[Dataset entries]
******

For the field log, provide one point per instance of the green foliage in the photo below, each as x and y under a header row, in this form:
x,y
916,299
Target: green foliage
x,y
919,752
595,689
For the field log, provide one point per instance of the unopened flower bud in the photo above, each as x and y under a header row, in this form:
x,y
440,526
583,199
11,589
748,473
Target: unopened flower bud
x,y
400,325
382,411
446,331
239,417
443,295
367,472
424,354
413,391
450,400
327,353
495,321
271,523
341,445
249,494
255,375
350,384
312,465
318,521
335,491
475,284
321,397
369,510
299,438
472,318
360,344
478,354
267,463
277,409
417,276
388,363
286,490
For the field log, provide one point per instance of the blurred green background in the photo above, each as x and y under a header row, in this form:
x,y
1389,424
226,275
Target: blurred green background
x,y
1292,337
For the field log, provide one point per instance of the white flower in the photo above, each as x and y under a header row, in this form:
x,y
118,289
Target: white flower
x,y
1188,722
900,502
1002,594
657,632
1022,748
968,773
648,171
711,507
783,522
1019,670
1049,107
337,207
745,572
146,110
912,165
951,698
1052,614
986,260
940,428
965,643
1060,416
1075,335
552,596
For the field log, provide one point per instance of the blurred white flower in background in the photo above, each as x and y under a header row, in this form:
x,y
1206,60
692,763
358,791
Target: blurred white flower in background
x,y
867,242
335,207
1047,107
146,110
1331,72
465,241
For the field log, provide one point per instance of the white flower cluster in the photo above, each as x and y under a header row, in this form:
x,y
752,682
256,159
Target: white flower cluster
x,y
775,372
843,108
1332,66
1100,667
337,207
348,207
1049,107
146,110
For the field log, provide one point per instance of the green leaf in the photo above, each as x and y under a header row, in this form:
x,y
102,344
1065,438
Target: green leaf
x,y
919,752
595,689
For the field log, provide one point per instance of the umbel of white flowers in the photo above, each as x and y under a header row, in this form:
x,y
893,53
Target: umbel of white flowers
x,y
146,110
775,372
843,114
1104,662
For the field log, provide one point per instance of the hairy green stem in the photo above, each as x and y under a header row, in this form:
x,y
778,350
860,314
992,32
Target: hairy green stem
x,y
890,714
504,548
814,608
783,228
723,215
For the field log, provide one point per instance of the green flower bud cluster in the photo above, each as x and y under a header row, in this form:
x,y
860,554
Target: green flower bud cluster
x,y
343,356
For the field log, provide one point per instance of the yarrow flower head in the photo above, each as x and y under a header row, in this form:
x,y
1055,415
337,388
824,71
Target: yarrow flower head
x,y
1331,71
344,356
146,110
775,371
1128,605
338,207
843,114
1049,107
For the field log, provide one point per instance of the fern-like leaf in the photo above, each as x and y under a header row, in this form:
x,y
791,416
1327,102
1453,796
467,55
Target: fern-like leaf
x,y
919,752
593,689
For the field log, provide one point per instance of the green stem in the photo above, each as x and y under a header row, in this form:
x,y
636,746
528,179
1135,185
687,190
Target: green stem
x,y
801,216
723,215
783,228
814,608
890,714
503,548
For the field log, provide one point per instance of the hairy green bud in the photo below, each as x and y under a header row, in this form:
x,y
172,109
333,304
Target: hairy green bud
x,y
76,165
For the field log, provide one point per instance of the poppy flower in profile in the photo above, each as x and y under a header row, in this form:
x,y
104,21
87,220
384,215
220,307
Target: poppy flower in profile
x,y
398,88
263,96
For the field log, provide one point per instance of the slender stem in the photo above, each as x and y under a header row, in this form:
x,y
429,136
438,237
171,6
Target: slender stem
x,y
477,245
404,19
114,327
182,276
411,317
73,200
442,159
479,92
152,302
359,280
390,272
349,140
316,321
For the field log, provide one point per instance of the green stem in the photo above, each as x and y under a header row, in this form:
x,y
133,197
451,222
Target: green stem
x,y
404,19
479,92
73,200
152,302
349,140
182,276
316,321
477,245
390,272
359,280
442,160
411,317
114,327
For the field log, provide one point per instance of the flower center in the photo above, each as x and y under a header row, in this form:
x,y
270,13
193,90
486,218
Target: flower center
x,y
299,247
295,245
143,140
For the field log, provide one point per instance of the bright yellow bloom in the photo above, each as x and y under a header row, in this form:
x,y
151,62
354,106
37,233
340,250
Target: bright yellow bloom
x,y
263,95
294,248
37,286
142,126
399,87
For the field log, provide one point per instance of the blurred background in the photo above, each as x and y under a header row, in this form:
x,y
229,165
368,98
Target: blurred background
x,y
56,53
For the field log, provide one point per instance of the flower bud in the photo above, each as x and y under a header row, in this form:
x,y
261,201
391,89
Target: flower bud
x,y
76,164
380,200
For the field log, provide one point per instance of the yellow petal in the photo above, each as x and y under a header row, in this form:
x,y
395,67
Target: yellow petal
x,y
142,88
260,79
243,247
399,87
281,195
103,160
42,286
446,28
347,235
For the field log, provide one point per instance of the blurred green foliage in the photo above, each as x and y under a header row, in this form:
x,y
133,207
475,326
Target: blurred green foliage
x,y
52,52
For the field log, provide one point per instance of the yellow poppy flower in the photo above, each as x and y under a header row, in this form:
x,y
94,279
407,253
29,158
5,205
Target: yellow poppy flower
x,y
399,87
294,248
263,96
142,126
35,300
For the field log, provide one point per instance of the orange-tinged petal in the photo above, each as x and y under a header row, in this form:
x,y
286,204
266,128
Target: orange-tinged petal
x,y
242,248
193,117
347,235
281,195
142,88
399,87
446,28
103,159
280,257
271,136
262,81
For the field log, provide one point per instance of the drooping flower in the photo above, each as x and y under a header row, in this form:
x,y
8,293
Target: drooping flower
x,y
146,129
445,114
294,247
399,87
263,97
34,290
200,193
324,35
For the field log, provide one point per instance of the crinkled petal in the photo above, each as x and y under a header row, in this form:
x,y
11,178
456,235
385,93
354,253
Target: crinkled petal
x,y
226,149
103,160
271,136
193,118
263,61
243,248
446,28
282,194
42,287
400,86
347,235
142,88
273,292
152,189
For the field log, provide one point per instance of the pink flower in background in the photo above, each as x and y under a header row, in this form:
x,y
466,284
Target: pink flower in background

******

Problem details: Working down the entries above, count each line in which "below" occurs, and state only the resulting number.

Output: 2